(Saved items)
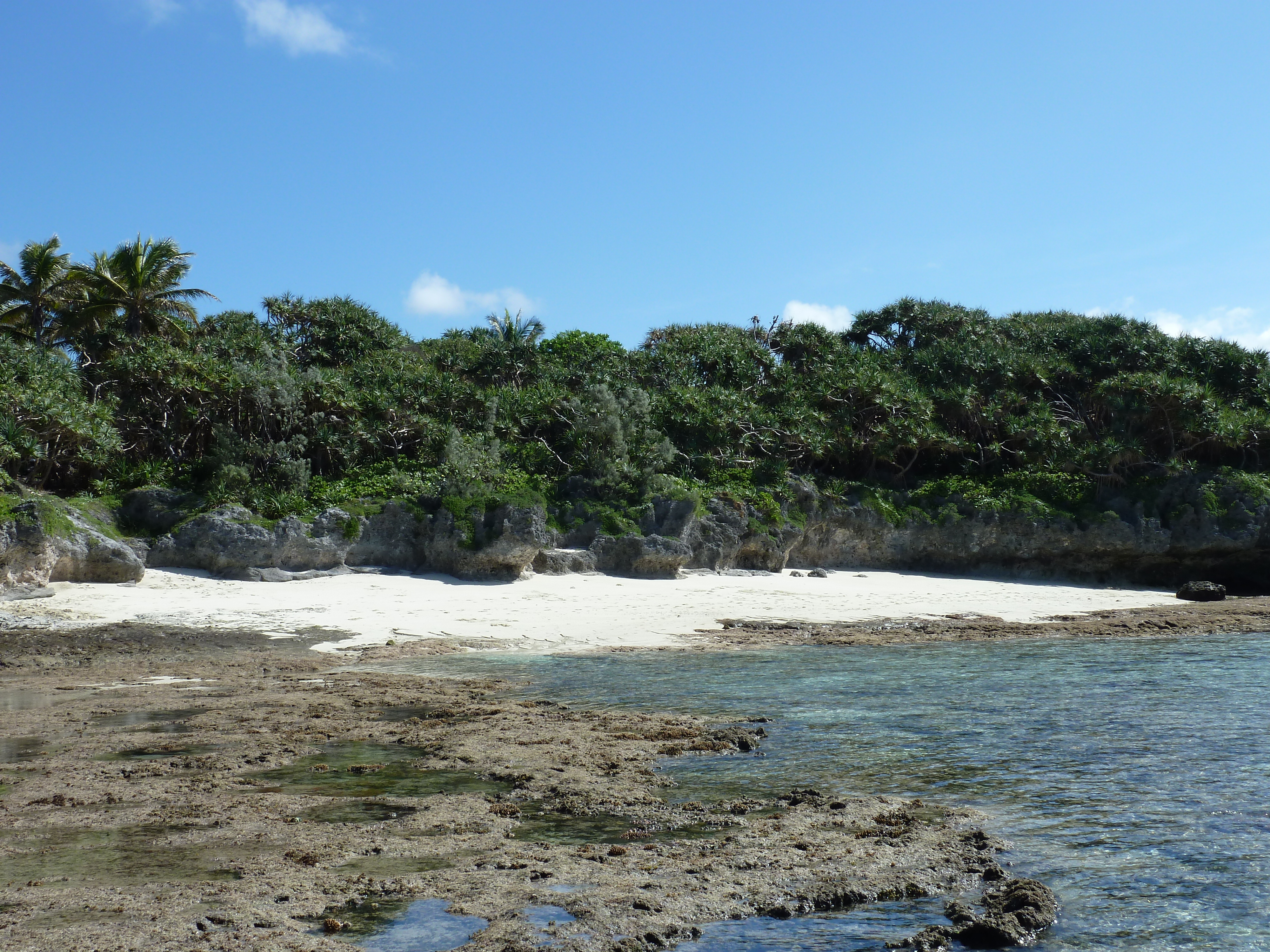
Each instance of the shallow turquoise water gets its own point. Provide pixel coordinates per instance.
(1133, 776)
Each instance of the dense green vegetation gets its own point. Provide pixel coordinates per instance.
(111, 381)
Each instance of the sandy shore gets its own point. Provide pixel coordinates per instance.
(553, 612)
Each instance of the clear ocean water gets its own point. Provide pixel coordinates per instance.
(1132, 776)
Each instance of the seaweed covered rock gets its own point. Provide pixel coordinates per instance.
(1014, 913)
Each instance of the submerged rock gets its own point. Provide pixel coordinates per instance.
(1014, 915)
(1202, 592)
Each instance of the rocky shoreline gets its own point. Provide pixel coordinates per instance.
(1187, 619)
(109, 748)
(1187, 534)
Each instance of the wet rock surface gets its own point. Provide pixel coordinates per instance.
(1013, 915)
(208, 842)
(1252, 615)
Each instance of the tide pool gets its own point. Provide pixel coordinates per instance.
(1132, 776)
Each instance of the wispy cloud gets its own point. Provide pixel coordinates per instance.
(832, 318)
(1236, 324)
(299, 29)
(432, 296)
(159, 11)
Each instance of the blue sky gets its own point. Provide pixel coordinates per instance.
(618, 167)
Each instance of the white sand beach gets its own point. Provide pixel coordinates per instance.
(553, 612)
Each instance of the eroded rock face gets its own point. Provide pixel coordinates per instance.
(565, 562)
(32, 554)
(232, 543)
(641, 557)
(1014, 913)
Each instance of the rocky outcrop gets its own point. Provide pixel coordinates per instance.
(45, 540)
(233, 543)
(1188, 532)
(1202, 592)
(641, 557)
(1014, 913)
(565, 562)
(1177, 540)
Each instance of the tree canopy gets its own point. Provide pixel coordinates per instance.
(321, 400)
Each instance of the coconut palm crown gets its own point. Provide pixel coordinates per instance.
(140, 281)
(35, 296)
(518, 331)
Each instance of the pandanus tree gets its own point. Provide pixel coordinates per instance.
(515, 342)
(140, 282)
(37, 296)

Work required - Lay out the lines above as a Markdown table with the columns "Row" and "Line," numbering each row and skipping blank lines. Leave the pictures out.

Task solution -
| Row | Line |
|---|---|
| 1 | Each instance of the shallow turquoise water gets its own point. Provide pixel coordinates per instance. |
| 2 | (1133, 776) |
| 3 | Each instance of the dense green vegetation gets its own point. Provide pixel coordinates per instance. |
| 4 | (111, 381) |
| 5 | Each instance of the sandy shore gets its own point. Provide pixel coordinates per instance. |
| 6 | (553, 612) |
| 7 | Each instance of the clear ocean water gets its own point. Provide pixel coordinates per instance. |
| 8 | (1132, 776) |
| 9 | Each instance of the seaweed covered rock gets its own point. Provide pixel coordinates per instance. |
| 10 | (1014, 913) |
| 11 | Each instance of the submerged rock gets its own point. Provide pixel coordinates per instance. |
| 12 | (1014, 915) |
| 13 | (1202, 592) |
| 14 | Each instance of the rocky shoreline gets its own point. Provide pixel coordinates per instance. |
| 15 | (1187, 619) |
| 16 | (109, 748) |
| 17 | (1187, 534) |
| 18 | Each instance of the wet rock surface gets its own point. Provide pixel coordinates per instance. |
| 19 | (1013, 915) |
| 20 | (208, 842) |
| 21 | (1252, 615) |
| 22 | Each instance of the tide pool gets its own point. Provide pixel coordinates per instance. |
| 23 | (1132, 776) |
| 24 | Each instance of the wispy cloud gets its own point. Provide pixel coordinates per instance. |
| 25 | (832, 318) |
| 26 | (1236, 324) |
| 27 | (299, 29) |
| 28 | (432, 296) |
| 29 | (159, 11) |
| 30 | Each instance of the blue sky gets its own point. Provide pixel coordinates per instance. |
| 31 | (618, 167) |
| 32 | Each instance of the white sand beach gets its own point. Provide pixel coordinates per instance. |
| 33 | (553, 612) |
| 34 | Each instance of the eroded rock face gets its own point. Provide pixel coordinates per instance. |
| 35 | (565, 562) |
| 36 | (32, 554) |
| 37 | (232, 543) |
| 38 | (641, 557) |
| 39 | (1014, 913) |
| 40 | Each instance of the rocky outcrop gets its own point. Provide pixel coordinates per instance. |
| 41 | (45, 540) |
| 42 | (233, 543) |
| 43 | (1188, 532) |
| 44 | (1202, 592) |
| 45 | (641, 557) |
| 46 | (1014, 913) |
| 47 | (565, 562) |
| 48 | (1177, 540) |
| 49 | Each instance of the tree canopy gets its own point. Provide pixel coordinates per instance. |
| 50 | (321, 400) |
| 51 | Each instance of the coconut palm crown gets its own point. Provide pixel coordinates per instance. |
| 52 | (140, 281) |
| 53 | (35, 296) |
| 54 | (518, 331) |
| 55 | Each instance of the pandanus tree gets its own point. Provide pixel coordinates per instance. |
| 56 | (515, 342) |
| 57 | (140, 282) |
| 58 | (37, 296) |